任务要求 1 ▸ 《菩提生》一文开头有三句以“为何”发问的句子。请列出这三句各自问及的人物。
任务要求 2 ▸ 抄录《菩提生》一文中“一件蓝风筝,倚在破败的墙边,紧邻着铁炉。”与“你就是个懦夫!我在内心中咆哮着,嘶吼着。”之间的文字,首尾两处也包括在内。

原始文档 ▸
──────────

菩提生
庖丁为何成为一代解牛宗师?他理解了牛与天道。
司马迁为何著成了《史记》?他理解了历史与众人。
释加牟尼为何成了佛祖?他理解了三界与众生。
我之所以成为了我·····
风筝走了,人也走了。我默默地看着你远去的背影,却不曾想你不会再回来。
我忆起了被阿塞夫围堵时,那根被满满拉开的橡皮带,弹弓上那块蓄势待发的卵石。一颗又一颗的汗珠从你的额头渗出,可你的眼神依旧坚定,语气依旧平静:“请放我们走,少爷。”
一件蓝风筝,倚在破败的墙边,紧邻着铁炉。一条棕色灯芯绒裤,被丢在一堆碎砖瓦块上。我转过头去,可这一幕却依旧深深地印在了脑海里。永世难除的十字架上,血滴下来,将雪地染成了黑色。
墓园旁的石榴树下,我奋力向你扔了个石榴,打中了你的胸膛,爆裂出红色的果浆。你又痛又惊,放声大哭,却只是又掰开一个石榴,在额头上磨碎,任由如鲜血般的石榴汁滴落:“你满意了吧?你觉得好受了吗?”你为什么不还手?你就是个懦夫!我在内心中咆哮着,嘶吼着。

──────────

所示内容 ▸

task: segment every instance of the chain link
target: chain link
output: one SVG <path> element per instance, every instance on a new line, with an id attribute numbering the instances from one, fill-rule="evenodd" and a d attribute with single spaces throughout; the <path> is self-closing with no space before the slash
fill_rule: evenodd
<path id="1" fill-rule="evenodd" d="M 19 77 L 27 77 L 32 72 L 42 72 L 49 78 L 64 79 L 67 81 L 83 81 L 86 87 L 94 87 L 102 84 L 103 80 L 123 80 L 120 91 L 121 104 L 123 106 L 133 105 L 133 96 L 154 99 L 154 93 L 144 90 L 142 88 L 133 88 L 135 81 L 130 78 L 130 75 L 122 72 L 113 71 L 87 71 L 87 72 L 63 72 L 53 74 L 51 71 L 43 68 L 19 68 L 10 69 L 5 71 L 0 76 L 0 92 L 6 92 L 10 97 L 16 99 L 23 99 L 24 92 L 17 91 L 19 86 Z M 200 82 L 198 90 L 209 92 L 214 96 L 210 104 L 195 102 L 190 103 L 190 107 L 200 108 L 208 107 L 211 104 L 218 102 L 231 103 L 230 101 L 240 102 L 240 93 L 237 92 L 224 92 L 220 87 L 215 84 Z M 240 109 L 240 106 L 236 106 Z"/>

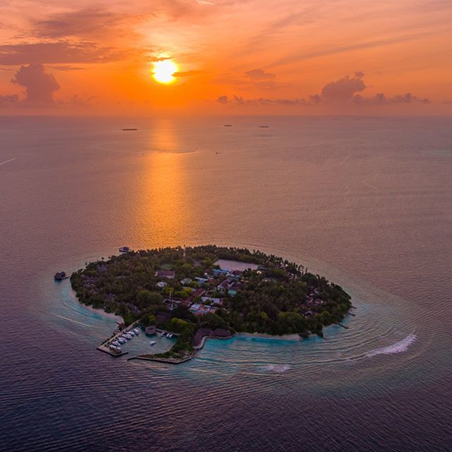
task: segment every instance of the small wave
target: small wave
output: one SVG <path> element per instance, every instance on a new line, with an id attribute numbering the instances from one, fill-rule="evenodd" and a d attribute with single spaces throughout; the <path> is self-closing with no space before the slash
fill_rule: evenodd
<path id="1" fill-rule="evenodd" d="M 282 374 L 292 369 L 290 364 L 267 364 L 261 368 L 264 372 L 275 372 L 277 374 Z"/>
<path id="2" fill-rule="evenodd" d="M 391 355 L 392 353 L 401 353 L 402 352 L 406 352 L 408 347 L 412 344 L 415 340 L 416 335 L 410 334 L 409 336 L 407 336 L 403 339 L 403 340 L 400 340 L 400 342 L 393 344 L 392 345 L 388 345 L 388 347 L 377 348 L 376 350 L 366 353 L 366 356 L 371 357 L 375 356 L 376 355 Z"/>

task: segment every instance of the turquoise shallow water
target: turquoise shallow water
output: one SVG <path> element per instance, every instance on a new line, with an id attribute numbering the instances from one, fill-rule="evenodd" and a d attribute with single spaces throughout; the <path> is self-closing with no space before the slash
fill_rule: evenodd
<path id="1" fill-rule="evenodd" d="M 450 120 L 266 122 L 0 119 L 1 447 L 450 450 Z M 52 279 L 124 244 L 209 242 L 300 262 L 357 316 L 127 362 L 144 336 L 96 350 L 117 319 Z"/>

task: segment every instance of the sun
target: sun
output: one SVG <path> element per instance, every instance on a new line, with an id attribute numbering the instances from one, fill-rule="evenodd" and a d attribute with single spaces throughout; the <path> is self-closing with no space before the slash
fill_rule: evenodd
<path id="1" fill-rule="evenodd" d="M 153 77 L 159 83 L 172 83 L 176 81 L 174 73 L 179 71 L 179 66 L 170 59 L 164 59 L 154 63 Z"/>

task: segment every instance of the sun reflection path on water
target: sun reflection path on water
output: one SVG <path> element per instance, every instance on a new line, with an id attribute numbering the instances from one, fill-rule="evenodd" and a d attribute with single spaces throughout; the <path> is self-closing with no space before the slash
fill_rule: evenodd
<path id="1" fill-rule="evenodd" d="M 180 152 L 172 123 L 162 121 L 153 128 L 151 152 L 145 156 L 138 200 L 139 222 L 155 243 L 180 244 L 192 220 L 189 153 Z"/>

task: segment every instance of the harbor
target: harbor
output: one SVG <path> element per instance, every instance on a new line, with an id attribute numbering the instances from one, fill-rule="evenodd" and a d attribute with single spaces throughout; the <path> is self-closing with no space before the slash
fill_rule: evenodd
<path id="1" fill-rule="evenodd" d="M 114 357 L 122 356 L 127 355 L 129 352 L 124 351 L 121 348 L 121 345 L 125 344 L 127 340 L 130 340 L 133 336 L 138 335 L 140 331 L 138 328 L 138 322 L 133 322 L 127 327 L 121 328 L 121 325 L 118 326 L 118 329 L 108 339 L 105 340 L 97 350 L 105 353 L 108 353 Z"/>
<path id="2" fill-rule="evenodd" d="M 152 340 L 153 336 L 155 340 Z M 154 328 L 151 331 L 149 327 L 142 327 L 139 321 L 137 321 L 126 327 L 119 324 L 113 334 L 97 349 L 115 357 L 131 352 L 134 355 L 141 355 L 148 350 L 159 353 L 170 349 L 174 345 L 174 339 L 178 336 L 178 333 L 161 328 Z M 124 350 L 123 346 L 129 350 Z"/>

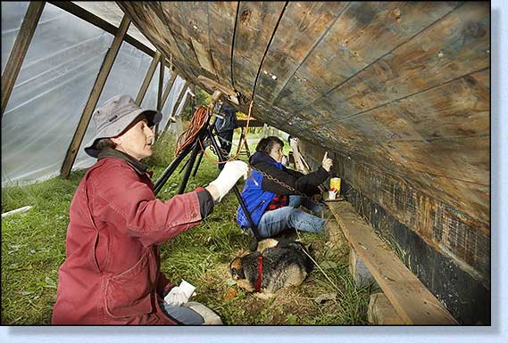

──────────

结果 1 ▸ 庖丁、司马迁、释加牟尼

结果 2 ▸
一件蓝风筝,倚在破败的墙边,紧邻着铁炉。一条棕色灯芯绒裤,被丢在一堆碎砖瓦块上。我转过头去,可这一幕却依旧深深地印在了脑海里。永世难除的十字架上,血滴下来,将雪地染成了黑色。
墓园旁的石榴树下,我奋力向你扔了个石榴,打中了你的胸膛,爆裂出红色的果浆。你又痛又惊,放声大哭,却只是又掰开一个石榴,在额头上磨碎,任由如鲜血般的石榴汁滴落:“你满意了吧?你觉得好受了吗?”你为什么不还手?你就是个懦夫!我在内心中咆哮着,嘶吼着。